---- Working data

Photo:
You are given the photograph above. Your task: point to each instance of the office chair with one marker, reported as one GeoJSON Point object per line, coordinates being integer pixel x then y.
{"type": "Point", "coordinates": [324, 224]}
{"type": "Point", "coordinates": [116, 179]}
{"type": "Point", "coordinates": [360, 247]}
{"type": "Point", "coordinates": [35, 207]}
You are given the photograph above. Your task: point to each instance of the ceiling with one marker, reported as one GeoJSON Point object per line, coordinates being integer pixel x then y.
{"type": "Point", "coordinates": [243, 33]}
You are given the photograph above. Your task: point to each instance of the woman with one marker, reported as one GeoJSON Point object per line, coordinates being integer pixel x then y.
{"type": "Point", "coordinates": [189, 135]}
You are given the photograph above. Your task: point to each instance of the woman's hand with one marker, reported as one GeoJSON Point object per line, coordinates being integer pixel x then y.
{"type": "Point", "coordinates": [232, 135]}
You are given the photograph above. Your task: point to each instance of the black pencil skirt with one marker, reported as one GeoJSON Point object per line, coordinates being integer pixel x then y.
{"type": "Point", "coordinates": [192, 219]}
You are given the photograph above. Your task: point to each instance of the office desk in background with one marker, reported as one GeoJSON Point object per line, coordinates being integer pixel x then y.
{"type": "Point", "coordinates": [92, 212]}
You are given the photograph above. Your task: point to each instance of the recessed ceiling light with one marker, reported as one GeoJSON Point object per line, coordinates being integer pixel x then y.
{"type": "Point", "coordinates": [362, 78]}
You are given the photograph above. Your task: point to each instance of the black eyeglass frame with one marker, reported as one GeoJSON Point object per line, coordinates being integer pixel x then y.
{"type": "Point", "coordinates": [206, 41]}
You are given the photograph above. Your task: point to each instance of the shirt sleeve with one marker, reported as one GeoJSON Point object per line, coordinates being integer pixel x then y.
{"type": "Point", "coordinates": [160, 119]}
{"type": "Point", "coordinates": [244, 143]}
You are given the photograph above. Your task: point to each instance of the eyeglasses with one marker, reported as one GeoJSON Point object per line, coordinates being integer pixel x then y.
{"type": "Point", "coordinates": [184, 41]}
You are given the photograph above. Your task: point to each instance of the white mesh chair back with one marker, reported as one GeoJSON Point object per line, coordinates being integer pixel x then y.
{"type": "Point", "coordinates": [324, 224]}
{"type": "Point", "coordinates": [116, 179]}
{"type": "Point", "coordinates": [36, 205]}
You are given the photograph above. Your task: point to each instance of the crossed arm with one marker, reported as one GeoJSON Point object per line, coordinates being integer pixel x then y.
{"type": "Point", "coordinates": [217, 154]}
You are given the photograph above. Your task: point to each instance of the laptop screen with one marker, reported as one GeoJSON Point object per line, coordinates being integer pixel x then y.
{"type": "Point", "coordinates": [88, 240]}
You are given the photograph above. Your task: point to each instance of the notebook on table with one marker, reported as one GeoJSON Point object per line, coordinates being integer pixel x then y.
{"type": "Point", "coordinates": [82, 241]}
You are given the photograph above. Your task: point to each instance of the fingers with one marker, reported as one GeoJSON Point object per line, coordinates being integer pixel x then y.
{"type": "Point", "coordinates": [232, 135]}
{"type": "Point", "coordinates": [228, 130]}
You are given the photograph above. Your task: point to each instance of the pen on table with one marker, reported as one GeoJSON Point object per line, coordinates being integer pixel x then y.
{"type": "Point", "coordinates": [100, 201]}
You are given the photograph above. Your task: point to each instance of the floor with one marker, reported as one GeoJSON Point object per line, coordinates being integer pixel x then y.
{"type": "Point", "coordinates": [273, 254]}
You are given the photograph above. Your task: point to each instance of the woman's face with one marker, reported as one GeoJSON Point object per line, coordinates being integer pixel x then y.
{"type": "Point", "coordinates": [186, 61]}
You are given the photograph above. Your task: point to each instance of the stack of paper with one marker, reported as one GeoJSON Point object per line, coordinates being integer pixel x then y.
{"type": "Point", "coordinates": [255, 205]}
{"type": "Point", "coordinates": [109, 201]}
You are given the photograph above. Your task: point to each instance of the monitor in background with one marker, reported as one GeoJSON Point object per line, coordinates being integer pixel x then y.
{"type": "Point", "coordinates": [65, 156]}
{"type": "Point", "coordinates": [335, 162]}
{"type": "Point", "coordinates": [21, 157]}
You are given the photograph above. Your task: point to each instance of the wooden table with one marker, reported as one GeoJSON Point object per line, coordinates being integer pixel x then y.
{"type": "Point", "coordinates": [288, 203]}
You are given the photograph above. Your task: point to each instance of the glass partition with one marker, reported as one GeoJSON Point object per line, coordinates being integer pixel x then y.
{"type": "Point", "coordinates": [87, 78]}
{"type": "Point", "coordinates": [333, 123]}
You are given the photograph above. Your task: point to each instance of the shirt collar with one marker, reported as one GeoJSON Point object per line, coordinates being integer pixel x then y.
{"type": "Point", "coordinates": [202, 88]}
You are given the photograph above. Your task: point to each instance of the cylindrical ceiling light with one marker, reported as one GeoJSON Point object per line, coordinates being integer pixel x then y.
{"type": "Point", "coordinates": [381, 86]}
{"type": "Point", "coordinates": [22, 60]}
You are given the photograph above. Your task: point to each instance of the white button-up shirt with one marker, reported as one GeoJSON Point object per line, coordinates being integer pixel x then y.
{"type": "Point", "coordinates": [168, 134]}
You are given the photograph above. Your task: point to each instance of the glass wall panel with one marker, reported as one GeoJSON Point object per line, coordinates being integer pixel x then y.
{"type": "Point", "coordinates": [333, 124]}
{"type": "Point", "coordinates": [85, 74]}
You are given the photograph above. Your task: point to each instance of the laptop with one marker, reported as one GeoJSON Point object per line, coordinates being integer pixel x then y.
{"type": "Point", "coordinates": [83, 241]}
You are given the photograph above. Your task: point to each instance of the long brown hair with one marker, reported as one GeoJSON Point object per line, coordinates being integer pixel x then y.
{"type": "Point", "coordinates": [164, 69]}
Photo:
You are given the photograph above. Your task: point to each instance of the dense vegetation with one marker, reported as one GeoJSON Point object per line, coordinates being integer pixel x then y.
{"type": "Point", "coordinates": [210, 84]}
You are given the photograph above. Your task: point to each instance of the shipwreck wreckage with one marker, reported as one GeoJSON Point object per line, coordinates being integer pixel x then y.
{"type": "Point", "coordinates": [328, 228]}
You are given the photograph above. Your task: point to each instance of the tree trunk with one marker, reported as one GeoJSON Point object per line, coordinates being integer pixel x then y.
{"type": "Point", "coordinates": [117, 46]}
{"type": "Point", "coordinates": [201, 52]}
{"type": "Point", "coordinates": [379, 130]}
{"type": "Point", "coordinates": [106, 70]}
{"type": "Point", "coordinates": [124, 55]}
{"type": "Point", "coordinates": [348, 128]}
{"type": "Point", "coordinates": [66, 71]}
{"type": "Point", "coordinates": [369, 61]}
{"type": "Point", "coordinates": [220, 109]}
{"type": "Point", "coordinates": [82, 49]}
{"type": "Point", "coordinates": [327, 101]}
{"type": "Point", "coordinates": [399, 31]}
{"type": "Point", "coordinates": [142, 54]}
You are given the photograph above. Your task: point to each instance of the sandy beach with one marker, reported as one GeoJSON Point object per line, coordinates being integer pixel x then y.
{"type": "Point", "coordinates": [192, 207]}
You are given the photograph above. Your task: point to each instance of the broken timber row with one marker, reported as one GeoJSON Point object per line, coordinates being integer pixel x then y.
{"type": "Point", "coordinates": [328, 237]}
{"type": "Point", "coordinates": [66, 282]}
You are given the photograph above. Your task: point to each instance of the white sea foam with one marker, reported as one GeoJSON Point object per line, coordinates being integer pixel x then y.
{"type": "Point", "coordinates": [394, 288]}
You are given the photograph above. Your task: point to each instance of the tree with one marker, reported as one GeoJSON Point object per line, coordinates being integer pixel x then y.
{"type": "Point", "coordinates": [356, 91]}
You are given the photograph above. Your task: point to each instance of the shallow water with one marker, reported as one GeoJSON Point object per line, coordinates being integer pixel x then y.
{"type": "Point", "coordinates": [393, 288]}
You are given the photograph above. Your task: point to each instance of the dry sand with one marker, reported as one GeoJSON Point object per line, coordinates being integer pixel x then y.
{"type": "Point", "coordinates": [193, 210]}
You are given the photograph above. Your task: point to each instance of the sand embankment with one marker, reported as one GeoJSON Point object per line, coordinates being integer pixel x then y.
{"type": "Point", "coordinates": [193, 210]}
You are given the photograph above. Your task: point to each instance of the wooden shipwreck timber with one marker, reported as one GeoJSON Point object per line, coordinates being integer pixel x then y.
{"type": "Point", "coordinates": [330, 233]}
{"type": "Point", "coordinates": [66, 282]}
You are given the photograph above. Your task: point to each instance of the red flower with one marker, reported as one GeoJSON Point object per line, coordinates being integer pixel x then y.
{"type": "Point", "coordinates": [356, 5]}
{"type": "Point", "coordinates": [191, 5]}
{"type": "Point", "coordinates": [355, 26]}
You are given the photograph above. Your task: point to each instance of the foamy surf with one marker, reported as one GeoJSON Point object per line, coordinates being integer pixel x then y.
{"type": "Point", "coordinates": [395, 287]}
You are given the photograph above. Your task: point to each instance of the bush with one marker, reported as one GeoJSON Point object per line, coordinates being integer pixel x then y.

--------

• [Exercise objective] Please copy out, word for word, everything from the line containing "the sand embankment" down to the end of the lines above.

• [Answer]
You are given the photograph above. Your task: point to each instance of the sand embankment with one marker, reported as one GeoJSON Point object per line, coordinates being integer pixel x then y.
{"type": "Point", "coordinates": [193, 210]}
You are given the photograph above. Your task: point to each instance of the wooden shipwreck timber with one marker, reported as one GeoJSON Point object per line, coordinates being integer pixel x then y.
{"type": "Point", "coordinates": [330, 233]}
{"type": "Point", "coordinates": [66, 282]}
You are given the photograph above. Your task: point to each instance of the red flower with one marker, reported as one GeoJSON Point object per line, coordinates being integer pixel x then y.
{"type": "Point", "coordinates": [356, 5]}
{"type": "Point", "coordinates": [191, 5]}
{"type": "Point", "coordinates": [355, 26]}
You are given the photograph above. Your task: point to each instance of the foamy surf with one marker, reported as one GeoJSON Point object per line, coordinates being integer pixel x then y.
{"type": "Point", "coordinates": [395, 287]}
You are given the photograph above. Your task: point to each instance of the bush with one marker, reported as one GeoJSON Point object per line, coordinates being integer pixel x then y.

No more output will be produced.